++++ Records for the exercise

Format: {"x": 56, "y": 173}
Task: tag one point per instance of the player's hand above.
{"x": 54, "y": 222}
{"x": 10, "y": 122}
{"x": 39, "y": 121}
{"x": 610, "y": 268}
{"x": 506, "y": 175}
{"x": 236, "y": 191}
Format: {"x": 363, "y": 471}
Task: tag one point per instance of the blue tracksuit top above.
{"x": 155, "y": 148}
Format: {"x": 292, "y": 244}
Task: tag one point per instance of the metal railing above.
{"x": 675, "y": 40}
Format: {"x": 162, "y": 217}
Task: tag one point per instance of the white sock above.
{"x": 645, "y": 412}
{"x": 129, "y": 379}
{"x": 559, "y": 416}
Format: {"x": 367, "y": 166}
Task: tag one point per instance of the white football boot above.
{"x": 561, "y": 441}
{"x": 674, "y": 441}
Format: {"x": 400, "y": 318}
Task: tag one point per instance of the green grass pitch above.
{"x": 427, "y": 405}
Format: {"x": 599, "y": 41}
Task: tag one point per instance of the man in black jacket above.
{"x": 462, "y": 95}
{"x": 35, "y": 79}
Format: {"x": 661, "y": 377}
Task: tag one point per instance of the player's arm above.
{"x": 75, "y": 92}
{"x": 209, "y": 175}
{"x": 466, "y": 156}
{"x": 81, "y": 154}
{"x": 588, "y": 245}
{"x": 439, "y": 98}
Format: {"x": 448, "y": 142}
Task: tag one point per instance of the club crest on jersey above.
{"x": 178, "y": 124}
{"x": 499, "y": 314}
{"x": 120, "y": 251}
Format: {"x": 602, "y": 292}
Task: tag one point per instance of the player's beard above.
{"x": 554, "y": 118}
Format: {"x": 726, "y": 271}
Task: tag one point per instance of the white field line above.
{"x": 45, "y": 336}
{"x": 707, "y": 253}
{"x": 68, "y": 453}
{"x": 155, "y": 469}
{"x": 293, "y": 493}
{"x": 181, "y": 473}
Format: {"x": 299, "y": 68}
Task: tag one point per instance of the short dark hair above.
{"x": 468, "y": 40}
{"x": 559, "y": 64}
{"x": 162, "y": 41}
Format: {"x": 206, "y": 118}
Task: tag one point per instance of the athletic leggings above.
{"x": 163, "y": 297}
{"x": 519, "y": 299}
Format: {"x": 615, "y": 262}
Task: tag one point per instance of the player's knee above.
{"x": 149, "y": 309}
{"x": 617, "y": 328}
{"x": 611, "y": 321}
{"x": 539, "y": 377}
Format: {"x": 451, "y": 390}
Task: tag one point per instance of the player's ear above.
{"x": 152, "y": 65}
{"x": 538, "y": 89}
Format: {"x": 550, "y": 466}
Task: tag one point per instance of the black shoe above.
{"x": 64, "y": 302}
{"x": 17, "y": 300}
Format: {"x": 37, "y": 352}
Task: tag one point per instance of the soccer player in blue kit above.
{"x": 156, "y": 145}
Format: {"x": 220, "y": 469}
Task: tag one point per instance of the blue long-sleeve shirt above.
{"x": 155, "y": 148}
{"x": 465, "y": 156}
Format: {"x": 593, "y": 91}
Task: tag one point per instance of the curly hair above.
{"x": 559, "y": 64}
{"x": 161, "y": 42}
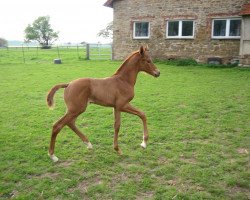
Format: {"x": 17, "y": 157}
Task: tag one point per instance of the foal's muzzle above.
{"x": 157, "y": 73}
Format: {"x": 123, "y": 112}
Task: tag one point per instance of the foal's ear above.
{"x": 142, "y": 50}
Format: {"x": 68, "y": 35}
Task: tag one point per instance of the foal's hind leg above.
{"x": 130, "y": 109}
{"x": 57, "y": 127}
{"x": 73, "y": 127}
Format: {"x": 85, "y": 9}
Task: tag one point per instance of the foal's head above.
{"x": 146, "y": 64}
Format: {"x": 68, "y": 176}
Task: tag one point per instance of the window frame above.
{"x": 180, "y": 25}
{"x": 228, "y": 23}
{"x": 141, "y": 37}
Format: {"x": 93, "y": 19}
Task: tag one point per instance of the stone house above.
{"x": 200, "y": 29}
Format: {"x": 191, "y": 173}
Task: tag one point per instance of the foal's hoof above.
{"x": 143, "y": 145}
{"x": 118, "y": 151}
{"x": 53, "y": 158}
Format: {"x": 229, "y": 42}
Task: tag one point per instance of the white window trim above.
{"x": 141, "y": 37}
{"x": 180, "y": 30}
{"x": 227, "y": 29}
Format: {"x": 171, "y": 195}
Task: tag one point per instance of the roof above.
{"x": 245, "y": 9}
{"x": 109, "y": 3}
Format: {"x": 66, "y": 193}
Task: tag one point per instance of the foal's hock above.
{"x": 115, "y": 91}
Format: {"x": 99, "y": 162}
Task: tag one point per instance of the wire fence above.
{"x": 27, "y": 54}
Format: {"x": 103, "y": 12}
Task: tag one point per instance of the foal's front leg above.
{"x": 117, "y": 123}
{"x": 132, "y": 110}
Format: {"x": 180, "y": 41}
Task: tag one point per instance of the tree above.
{"x": 41, "y": 31}
{"x": 107, "y": 32}
{"x": 3, "y": 42}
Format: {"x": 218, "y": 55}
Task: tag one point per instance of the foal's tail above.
{"x": 50, "y": 101}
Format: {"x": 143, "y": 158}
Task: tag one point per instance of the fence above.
{"x": 26, "y": 54}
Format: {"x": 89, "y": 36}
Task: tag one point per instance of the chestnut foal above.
{"x": 115, "y": 91}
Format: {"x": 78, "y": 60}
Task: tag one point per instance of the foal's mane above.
{"x": 125, "y": 62}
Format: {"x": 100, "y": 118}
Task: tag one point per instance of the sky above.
{"x": 76, "y": 20}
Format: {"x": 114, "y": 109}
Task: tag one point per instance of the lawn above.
{"x": 199, "y": 126}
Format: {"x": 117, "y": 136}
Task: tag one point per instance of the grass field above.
{"x": 198, "y": 120}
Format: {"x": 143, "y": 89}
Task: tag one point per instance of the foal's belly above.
{"x": 102, "y": 92}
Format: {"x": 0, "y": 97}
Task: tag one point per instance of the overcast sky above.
{"x": 76, "y": 20}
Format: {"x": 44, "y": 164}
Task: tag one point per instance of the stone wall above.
{"x": 157, "y": 12}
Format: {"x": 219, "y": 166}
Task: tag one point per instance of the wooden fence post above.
{"x": 87, "y": 51}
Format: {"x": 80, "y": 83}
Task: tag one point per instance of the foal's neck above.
{"x": 129, "y": 70}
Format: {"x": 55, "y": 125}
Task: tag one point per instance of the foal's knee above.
{"x": 56, "y": 128}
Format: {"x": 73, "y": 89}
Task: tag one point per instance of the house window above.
{"x": 180, "y": 29}
{"x": 226, "y": 28}
{"x": 141, "y": 30}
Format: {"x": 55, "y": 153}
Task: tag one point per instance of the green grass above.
{"x": 198, "y": 120}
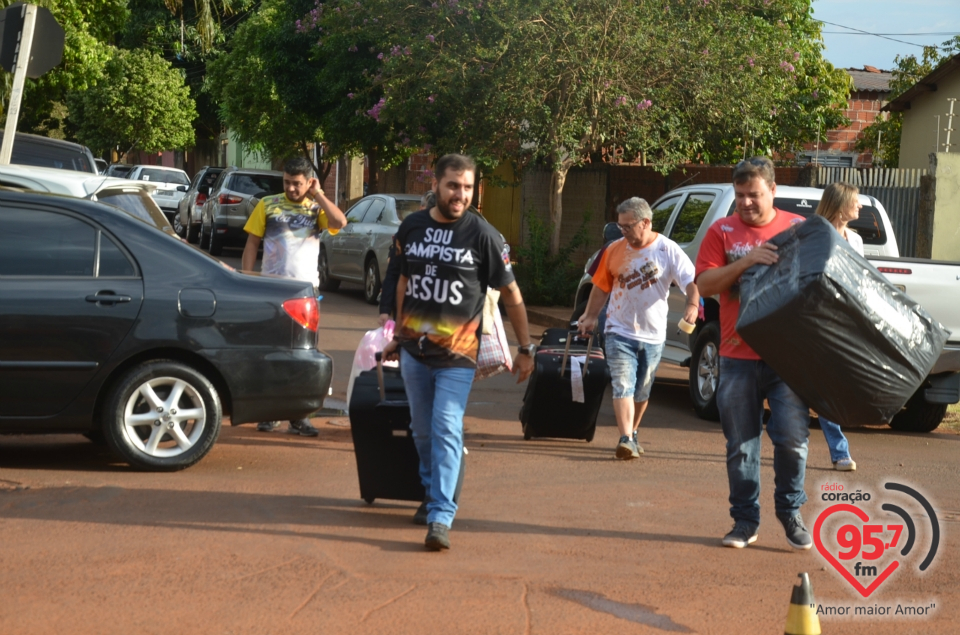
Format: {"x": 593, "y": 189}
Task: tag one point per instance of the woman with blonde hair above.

++++++++

* **Problem**:
Reproduce all entries exactly. Pictures do not belong in the copy.

* **Task result**:
Format: {"x": 56, "y": 173}
Task: tag one point per instance of the player's hand above.
{"x": 54, "y": 222}
{"x": 10, "y": 122}
{"x": 39, "y": 121}
{"x": 610, "y": 268}
{"x": 506, "y": 175}
{"x": 236, "y": 191}
Format: {"x": 363, "y": 471}
Task: tag one point per instance of the blue tracksuit top above.
{"x": 155, "y": 148}
Format: {"x": 292, "y": 244}
Task: tag one point per instance of the metal railing above.
{"x": 675, "y": 40}
Format: {"x": 162, "y": 217}
Task: tag one point per instance of the white sock above.
{"x": 645, "y": 412}
{"x": 129, "y": 379}
{"x": 559, "y": 416}
Format: {"x": 367, "y": 166}
Task: tag one point per instance of the white football boot above.
{"x": 561, "y": 441}
{"x": 674, "y": 441}
Format: {"x": 400, "y": 318}
Task: tag one point per instance of the green grass pitch above.
{"x": 427, "y": 405}
Format: {"x": 599, "y": 41}
Task: tag one point per instance of the man in black jacket above.
{"x": 462, "y": 95}
{"x": 35, "y": 79}
Format: {"x": 661, "y": 377}
Task: tag one point per instance of the player's arm above.
{"x": 75, "y": 92}
{"x": 209, "y": 175}
{"x": 466, "y": 156}
{"x": 81, "y": 154}
{"x": 588, "y": 245}
{"x": 439, "y": 98}
Format: {"x": 448, "y": 142}
Task: tag one point per instance of the club crest on jersey above.
{"x": 178, "y": 124}
{"x": 499, "y": 314}
{"x": 120, "y": 251}
Format: {"x": 602, "y": 292}
Task: tag one point per instance of the player's beard above.
{"x": 554, "y": 118}
Format: {"x": 726, "y": 271}
Task: tag one point per instance of the white field line above.
{"x": 45, "y": 336}
{"x": 707, "y": 253}
{"x": 68, "y": 453}
{"x": 155, "y": 469}
{"x": 293, "y": 493}
{"x": 181, "y": 473}
Format: {"x": 299, "y": 68}
Task: tag one point per instance of the short dark hair above.
{"x": 468, "y": 40}
{"x": 559, "y": 64}
{"x": 162, "y": 41}
Format: {"x": 206, "y": 118}
Task: tag one point per instance of the athletic leggings above.
{"x": 163, "y": 297}
{"x": 519, "y": 299}
Format: {"x": 615, "y": 262}
Task: tag one point per instance of the player's knee above.
{"x": 149, "y": 309}
{"x": 617, "y": 328}
{"x": 611, "y": 321}
{"x": 539, "y": 377}
Format: {"x": 451, "y": 390}
Task: tag one point per instance of the player's ear above.
{"x": 152, "y": 65}
{"x": 538, "y": 89}
Format: {"x": 550, "y": 466}
Task: tag one point per instance of the black shoe above.
{"x": 64, "y": 302}
{"x": 17, "y": 300}
Format: {"x": 37, "y": 352}
Task: tag one point per instance of the soccer player in blue kit above.
{"x": 156, "y": 145}
Format: {"x": 220, "y": 469}
Task: tag one point per instance of the blue long-sleeve shirt above.
{"x": 155, "y": 148}
{"x": 465, "y": 156}
Format: {"x": 593, "y": 91}
Task: tag one point per instance of the curly hair above.
{"x": 559, "y": 64}
{"x": 161, "y": 42}
Format: {"x": 17, "y": 157}
Task: tag one point per instance of the foal's muzzle above.
{"x": 157, "y": 73}
Format: {"x": 123, "y": 112}
Task: tag one point per instance of the foal's ear above.
{"x": 142, "y": 50}
Format: {"x": 68, "y": 35}
Task: tag one point per instance of the foal's hind leg above.
{"x": 130, "y": 109}
{"x": 57, "y": 127}
{"x": 73, "y": 127}
Format: {"x": 85, "y": 9}
Task: tag one point per instance of the foal's head above.
{"x": 146, "y": 64}
Format: {"x": 68, "y": 176}
Task: tag one point per instance of the window frame above.
{"x": 180, "y": 25}
{"x": 228, "y": 23}
{"x": 141, "y": 37}
Format: {"x": 93, "y": 19}
Task: tag one point per instance of the stone house above.
{"x": 200, "y": 29}
Format: {"x": 191, "y": 173}
Task: tag one point per instance of the foal's hoof above.
{"x": 143, "y": 145}
{"x": 118, "y": 151}
{"x": 53, "y": 158}
Format: {"x": 229, "y": 42}
Task: tag one point per instance of the white window trim above.
{"x": 141, "y": 37}
{"x": 180, "y": 30}
{"x": 227, "y": 29}
Format: {"x": 171, "y": 195}
Task: tag one point per instance of the roof above.
{"x": 245, "y": 9}
{"x": 109, "y": 3}
Format: {"x": 66, "y": 193}
Task: tag one point per instance of the foal's hock above.
{"x": 115, "y": 91}
Format: {"x": 99, "y": 162}
Task: tag one point per instance of the wire fence above.
{"x": 27, "y": 54}
Format: {"x": 103, "y": 12}
Task: tag one point per instance of the foal's front leg above.
{"x": 117, "y": 123}
{"x": 132, "y": 110}
Format: {"x": 180, "y": 41}
Task: tag one point per instance of the tree above.
{"x": 41, "y": 31}
{"x": 107, "y": 32}
{"x": 3, "y": 42}
Format: {"x": 218, "y": 55}
Task: tag one point per instance of the foal's tail above.
{"x": 50, "y": 101}
Format: {"x": 143, "y": 158}
Task: tag one point per instance of the fence above.
{"x": 26, "y": 54}
Format: {"x": 89, "y": 36}
Task: tag one point per instance of the chestnut foal above.
{"x": 115, "y": 91}
Format: {"x": 78, "y": 60}
Task: tag one point per instance of the foal's mane above.
{"x": 125, "y": 62}
Format: {"x": 100, "y": 118}
Task: tag one point per instance of the sky above.
{"x": 76, "y": 20}
Format: {"x": 114, "y": 109}
Task: tag one point per instance of the lawn above.
{"x": 199, "y": 126}
Format: {"x": 117, "y": 136}
Task: tag one point per instance of the grass field above.
{"x": 198, "y": 120}
Format: {"x": 143, "y": 89}
Task: tag one point per instance of the foal's belly above.
{"x": 102, "y": 92}
Format: {"x": 0, "y": 97}
Task: tag one point per instance of the overcast sky above.
{"x": 76, "y": 20}
Format: {"x": 44, "y": 164}
Task: tag one point per instance of the stone wall above.
{"x": 157, "y": 12}
Format: {"x": 219, "y": 166}
Task: tag one point per instance of the wooden fence post above.
{"x": 87, "y": 51}
Format: {"x": 80, "y": 83}
Task: tag one point per instance of the foal's neck above.
{"x": 129, "y": 70}
Format: {"x": 55, "y": 125}
Task: tag one point per instance of the foal's knee above.
{"x": 56, "y": 128}
Format: {"x": 73, "y": 89}
Task: tag one point per instance of the house window above.
{"x": 180, "y": 29}
{"x": 226, "y": 28}
{"x": 141, "y": 30}
Format: {"x": 55, "y": 153}
Task: tag one point per instance of the green grass above.
{"x": 198, "y": 120}
Format: {"x": 593, "y": 189}
Task: tag one point per instance of the woman with blonde hair above.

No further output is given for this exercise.